**EXERCISE DATA:**
-.-.-

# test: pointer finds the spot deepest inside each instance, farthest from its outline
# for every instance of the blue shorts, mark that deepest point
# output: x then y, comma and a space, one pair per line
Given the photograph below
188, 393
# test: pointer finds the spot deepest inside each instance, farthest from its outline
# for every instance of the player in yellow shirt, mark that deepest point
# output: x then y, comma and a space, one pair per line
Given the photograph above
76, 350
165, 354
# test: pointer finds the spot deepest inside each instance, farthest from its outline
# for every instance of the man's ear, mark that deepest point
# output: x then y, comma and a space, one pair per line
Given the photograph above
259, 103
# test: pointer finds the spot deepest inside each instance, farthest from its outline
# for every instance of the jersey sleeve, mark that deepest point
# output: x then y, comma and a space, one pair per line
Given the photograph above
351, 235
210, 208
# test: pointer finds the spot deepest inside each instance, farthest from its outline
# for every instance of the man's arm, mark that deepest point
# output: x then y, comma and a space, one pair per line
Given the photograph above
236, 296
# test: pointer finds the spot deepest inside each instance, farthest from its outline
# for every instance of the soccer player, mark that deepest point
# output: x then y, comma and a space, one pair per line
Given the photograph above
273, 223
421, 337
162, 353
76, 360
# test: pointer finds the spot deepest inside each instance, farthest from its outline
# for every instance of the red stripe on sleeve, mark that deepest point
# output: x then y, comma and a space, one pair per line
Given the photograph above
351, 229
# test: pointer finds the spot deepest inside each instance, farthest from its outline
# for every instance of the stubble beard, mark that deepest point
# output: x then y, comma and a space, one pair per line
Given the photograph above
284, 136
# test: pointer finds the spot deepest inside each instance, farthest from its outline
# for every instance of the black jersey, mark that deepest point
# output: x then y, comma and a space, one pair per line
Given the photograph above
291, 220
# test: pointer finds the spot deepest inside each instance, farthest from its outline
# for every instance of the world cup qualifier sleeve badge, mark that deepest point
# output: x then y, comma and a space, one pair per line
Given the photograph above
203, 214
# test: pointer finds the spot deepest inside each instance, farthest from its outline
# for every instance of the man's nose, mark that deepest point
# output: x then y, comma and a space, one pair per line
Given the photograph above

-.-.-

An exact transcription of all the records is required.

**ANSWER:**
# test: pointer finds the spot deepest inside each instance, farthest from its outline
# for every instance of the blue shorts, mark that deepest point
# output: x then y, comma and a space, one pair per line
Given the photograph below
188, 393
# test: pointer finds the spot deepest inside each instance, farthest from its outline
# for every instance of the player in yellow shirt, mark that deepest point
# output: x then y, comma and a space, one pair per line
Given the photograph above
76, 350
165, 354
# test: pointer finds the spot deepest inside each instance, farthest from its outline
# for every instance of the man's ear, mark that deepest point
# output: x then y, comma and a space, one pair per line
Given the photograph above
259, 103
# test: pointer finds the spot deepest inside each instance, farthest from its outline
# for every instance of the jersey sleeve, mark that deepest point
# output: x then y, comma and a space, one pair per line
Given the photograph above
351, 235
210, 208
# test: pointer finds the spot deepest inside each instance, farthest from its outline
# for every instance of the man's arm, mark that deepest point
# output: x then y, comma and a space, one pair per line
Given the photograph above
236, 296
# test: pointer finds the spot deepest inside each instance, farthest from its outline
# for every instance of the soccer player, mark that deepest point
# output: x then y, comma and a space, one pair per line
Given the photograph above
273, 223
421, 337
162, 353
76, 360
# test: pointer finds the spot deepest inside each instance, farthest from its outline
# for every instance of the red stripe on sleeve, mark that deepest point
# output: x then y, comma and a space, one pair per line
Given the photograph above
351, 229
# test: pointer finds the spot deepest inside each instance, farthest from its outline
# for every instance of the stubble beard, mark that deepest point
# output: x then y, comma and a space, one pair per line
Given the photograph above
284, 136
# test: pointer finds the spot deepest inside each instance, farthest from its outline
# for every instance of the black jersey, mark that deepest point
# output: x then y, comma and a space, one pair per line
Given the photograph above
291, 220
# test: pointer finds the spot deepest inside each instance, farthest from its outline
# for every instance of the world cup qualifier sleeve badge, mark that deepest point
# output: x then y, comma and a space, one pair per line
Given the photograph above
203, 214
# test: pointer finds the spot deepest inside each instance, farthest from its outline
# for every instance of the man's nose, mark that deepest point
# output: x then y, comma and a space, one pair per line
Given the photograph above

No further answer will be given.